══ INFORMATION PROVIDED ══

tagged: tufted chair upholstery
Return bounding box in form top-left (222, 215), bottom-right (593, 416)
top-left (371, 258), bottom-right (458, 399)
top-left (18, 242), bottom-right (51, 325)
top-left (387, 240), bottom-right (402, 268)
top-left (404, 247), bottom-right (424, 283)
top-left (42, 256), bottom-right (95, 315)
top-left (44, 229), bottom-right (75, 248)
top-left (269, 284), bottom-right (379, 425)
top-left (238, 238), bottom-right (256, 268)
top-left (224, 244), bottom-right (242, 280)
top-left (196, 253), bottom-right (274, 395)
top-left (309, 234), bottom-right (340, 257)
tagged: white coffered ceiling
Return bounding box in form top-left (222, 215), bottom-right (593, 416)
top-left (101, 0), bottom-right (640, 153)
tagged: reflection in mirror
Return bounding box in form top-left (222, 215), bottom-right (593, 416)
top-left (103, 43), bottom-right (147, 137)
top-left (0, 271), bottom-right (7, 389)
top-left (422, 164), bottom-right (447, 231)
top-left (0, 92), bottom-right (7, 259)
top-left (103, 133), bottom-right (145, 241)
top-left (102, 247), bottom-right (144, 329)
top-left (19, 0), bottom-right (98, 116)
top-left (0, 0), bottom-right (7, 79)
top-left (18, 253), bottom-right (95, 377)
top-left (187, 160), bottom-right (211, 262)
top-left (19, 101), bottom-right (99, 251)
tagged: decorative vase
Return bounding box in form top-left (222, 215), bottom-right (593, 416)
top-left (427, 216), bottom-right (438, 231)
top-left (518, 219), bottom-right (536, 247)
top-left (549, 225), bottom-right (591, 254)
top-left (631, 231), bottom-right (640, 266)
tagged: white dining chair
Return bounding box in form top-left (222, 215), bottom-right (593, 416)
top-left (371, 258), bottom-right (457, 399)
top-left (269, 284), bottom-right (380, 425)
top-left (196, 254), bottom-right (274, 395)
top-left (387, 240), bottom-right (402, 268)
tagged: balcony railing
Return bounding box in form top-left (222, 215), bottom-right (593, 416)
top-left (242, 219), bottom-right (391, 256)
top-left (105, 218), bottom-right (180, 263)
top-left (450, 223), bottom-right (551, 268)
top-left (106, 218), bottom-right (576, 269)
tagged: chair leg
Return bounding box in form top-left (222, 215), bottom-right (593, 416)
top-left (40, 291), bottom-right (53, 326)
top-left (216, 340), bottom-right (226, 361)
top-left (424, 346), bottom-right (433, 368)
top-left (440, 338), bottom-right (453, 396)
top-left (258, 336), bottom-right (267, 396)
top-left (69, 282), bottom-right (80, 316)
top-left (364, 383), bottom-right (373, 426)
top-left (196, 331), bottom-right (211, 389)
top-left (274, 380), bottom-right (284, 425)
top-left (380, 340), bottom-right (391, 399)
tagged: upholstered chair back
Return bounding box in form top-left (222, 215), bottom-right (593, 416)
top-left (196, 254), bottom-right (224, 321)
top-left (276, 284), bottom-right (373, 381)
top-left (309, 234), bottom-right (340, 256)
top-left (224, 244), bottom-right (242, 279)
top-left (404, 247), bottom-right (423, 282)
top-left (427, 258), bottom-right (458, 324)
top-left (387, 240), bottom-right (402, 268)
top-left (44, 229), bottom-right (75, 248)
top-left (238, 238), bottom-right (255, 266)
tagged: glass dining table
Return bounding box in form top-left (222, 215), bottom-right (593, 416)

═══

OBJECTIVE
Rewrite the data from the line with "tagged: glass dining table" through the last line, replacing "glass" with "marble" and leaving everything else unchanged.

OUTPUT OF THE EXERCISE
tagged: marble dining table
Return bounding box in form top-left (222, 215), bottom-right (593, 416)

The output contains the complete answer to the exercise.